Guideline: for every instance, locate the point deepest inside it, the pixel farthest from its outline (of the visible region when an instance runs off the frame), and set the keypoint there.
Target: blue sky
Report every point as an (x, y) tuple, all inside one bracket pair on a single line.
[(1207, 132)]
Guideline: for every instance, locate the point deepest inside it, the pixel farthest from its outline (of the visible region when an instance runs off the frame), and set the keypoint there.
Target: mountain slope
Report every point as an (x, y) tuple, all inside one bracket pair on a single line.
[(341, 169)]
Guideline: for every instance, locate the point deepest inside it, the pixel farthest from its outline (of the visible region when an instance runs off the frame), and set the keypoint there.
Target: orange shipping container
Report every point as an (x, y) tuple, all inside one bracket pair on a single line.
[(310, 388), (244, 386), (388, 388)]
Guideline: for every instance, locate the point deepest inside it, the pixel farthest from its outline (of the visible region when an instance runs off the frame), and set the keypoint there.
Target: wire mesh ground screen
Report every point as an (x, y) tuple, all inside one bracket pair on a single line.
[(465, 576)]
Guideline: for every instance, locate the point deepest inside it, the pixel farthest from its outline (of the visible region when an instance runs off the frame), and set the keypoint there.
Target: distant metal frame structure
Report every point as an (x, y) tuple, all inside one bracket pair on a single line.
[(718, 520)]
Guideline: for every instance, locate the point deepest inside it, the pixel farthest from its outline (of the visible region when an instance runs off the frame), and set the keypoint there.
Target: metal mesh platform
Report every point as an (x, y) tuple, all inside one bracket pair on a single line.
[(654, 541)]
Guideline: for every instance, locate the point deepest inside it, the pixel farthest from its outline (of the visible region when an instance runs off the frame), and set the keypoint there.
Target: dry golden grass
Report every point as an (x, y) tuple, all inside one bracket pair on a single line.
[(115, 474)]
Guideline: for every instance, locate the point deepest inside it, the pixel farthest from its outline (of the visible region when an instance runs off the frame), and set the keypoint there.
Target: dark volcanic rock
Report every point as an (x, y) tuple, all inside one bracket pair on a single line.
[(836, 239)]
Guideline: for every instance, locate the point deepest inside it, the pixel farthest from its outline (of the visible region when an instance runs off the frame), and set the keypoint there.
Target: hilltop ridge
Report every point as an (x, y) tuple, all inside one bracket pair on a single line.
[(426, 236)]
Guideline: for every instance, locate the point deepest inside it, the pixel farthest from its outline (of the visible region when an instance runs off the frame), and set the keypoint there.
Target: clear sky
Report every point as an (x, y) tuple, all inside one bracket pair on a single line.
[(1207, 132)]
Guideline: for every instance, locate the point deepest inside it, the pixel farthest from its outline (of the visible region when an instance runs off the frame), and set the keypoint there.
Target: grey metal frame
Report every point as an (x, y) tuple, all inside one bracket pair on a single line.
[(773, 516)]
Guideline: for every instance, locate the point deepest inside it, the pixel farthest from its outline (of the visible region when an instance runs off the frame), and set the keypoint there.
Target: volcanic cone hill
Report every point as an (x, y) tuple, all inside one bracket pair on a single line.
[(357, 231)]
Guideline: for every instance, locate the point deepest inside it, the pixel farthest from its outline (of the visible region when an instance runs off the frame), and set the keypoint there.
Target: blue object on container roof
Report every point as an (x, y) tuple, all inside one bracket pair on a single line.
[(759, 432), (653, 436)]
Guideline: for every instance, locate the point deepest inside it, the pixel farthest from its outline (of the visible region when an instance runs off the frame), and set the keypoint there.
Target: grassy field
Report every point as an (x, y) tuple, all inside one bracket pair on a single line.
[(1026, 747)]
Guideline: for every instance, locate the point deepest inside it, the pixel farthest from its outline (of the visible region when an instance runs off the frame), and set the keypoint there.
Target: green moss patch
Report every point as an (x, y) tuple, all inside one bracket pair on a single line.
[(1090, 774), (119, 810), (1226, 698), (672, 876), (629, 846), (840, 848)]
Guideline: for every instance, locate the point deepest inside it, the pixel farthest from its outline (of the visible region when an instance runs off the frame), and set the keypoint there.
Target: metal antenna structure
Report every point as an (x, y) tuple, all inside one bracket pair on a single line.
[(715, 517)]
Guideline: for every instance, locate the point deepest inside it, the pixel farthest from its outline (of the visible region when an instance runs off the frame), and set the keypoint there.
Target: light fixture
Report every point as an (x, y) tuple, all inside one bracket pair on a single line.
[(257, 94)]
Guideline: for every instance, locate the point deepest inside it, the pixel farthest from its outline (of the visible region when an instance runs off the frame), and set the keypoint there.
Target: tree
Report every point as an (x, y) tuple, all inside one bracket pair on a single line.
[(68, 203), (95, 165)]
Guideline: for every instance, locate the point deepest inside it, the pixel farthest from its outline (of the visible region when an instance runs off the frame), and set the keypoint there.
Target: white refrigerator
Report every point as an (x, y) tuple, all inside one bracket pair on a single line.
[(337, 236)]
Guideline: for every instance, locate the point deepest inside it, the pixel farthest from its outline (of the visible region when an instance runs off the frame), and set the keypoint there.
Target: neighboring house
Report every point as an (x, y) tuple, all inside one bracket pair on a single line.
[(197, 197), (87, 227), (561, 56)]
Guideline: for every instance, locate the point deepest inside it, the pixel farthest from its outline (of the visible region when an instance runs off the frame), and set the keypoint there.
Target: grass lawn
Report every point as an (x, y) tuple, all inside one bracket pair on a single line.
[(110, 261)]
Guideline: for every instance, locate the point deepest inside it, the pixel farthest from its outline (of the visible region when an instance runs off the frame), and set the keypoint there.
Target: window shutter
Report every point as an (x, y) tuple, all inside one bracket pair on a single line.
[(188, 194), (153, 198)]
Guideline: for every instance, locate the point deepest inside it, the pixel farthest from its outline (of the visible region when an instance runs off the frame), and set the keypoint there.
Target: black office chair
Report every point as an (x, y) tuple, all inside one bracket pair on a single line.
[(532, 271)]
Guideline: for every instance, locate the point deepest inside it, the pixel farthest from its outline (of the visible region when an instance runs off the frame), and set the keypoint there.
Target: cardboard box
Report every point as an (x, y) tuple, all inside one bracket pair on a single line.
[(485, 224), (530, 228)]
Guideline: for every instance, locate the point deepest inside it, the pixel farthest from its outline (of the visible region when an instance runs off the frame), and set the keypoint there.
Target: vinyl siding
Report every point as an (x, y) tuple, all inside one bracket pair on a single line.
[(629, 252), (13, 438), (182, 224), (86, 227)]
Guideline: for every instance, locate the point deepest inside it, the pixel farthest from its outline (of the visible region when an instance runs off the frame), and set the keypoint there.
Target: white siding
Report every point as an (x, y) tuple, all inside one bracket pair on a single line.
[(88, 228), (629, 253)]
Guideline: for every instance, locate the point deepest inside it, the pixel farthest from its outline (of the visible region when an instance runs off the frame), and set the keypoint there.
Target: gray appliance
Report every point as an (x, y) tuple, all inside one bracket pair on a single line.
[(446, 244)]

**REQUIRED WORK**
Every line in the records above that contains the word "mesh" is to be copied out.

**RESPONSE AREA**
Target: wire mesh ground screen
Target: metal mesh platform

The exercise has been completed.